• Aim of the exercise
Please set down all of the data below verbatim.

• Data for analysis
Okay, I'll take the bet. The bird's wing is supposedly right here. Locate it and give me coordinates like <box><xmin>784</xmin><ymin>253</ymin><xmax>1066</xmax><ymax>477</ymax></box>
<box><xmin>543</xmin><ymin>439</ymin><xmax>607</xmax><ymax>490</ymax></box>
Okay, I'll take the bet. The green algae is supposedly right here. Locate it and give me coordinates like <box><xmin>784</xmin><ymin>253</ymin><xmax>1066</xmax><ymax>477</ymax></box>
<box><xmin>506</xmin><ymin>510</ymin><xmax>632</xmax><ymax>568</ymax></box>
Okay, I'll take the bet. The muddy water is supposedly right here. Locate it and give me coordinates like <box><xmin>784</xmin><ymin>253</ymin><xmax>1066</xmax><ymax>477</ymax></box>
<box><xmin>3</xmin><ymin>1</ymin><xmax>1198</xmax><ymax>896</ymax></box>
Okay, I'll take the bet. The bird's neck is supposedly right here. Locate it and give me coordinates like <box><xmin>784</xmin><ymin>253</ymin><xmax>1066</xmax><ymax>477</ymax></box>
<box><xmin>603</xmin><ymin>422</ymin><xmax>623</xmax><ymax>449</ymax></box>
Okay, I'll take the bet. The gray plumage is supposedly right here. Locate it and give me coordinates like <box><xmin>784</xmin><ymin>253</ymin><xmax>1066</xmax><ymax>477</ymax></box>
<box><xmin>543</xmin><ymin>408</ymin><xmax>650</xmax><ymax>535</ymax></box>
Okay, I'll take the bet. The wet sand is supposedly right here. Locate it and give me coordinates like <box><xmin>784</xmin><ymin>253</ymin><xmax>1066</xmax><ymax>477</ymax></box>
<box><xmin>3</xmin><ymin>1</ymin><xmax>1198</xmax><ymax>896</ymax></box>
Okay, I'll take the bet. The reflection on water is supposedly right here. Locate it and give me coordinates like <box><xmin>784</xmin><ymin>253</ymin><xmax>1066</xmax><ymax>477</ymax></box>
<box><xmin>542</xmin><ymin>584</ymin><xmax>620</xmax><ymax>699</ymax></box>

• Task answer
Okay, I'll take the bet. The bird's wing is supposedly right here. Locate it and give me coordinates like <box><xmin>784</xmin><ymin>253</ymin><xmax>1066</xmax><ymax>477</ymax></box>
<box><xmin>543</xmin><ymin>439</ymin><xmax>607</xmax><ymax>490</ymax></box>
Okay, I'll take the bet. The green algae is supposedly right here. Locate it and give me coordinates like <box><xmin>784</xmin><ymin>253</ymin><xmax>1066</xmax><ymax>477</ymax></box>
<box><xmin>506</xmin><ymin>510</ymin><xmax>632</xmax><ymax>568</ymax></box>
Okay, I'll take the bet. The muddy water is supposedly right here. Locate it and give me coordinates like <box><xmin>784</xmin><ymin>253</ymin><xmax>1066</xmax><ymax>477</ymax></box>
<box><xmin>3</xmin><ymin>1</ymin><xmax>1198</xmax><ymax>896</ymax></box>
Okay, I'll take the bet. The bird's neck is supposedly right here. Locate it and give me coordinates like <box><xmin>784</xmin><ymin>253</ymin><xmax>1066</xmax><ymax>477</ymax></box>
<box><xmin>603</xmin><ymin>422</ymin><xmax>623</xmax><ymax>449</ymax></box>
Okay, I'll take the bet. The gray plumage is supposedly right here. Locate it and give me coordinates like <box><xmin>784</xmin><ymin>253</ymin><xmax>1066</xmax><ymax>477</ymax></box>
<box><xmin>543</xmin><ymin>408</ymin><xmax>650</xmax><ymax>535</ymax></box>
Okay, I'll take the bet. The wet sand is supposedly right here. Locate it and give me coordinates like <box><xmin>784</xmin><ymin>253</ymin><xmax>1066</xmax><ymax>477</ymax></box>
<box><xmin>3</xmin><ymin>1</ymin><xmax>1198</xmax><ymax>896</ymax></box>
Okay, I'll take the bet. The reflection on water is supposedly right here. Locate it and give me coordinates like <box><xmin>784</xmin><ymin>253</ymin><xmax>1066</xmax><ymax>477</ymax></box>
<box><xmin>542</xmin><ymin>584</ymin><xmax>620</xmax><ymax>699</ymax></box>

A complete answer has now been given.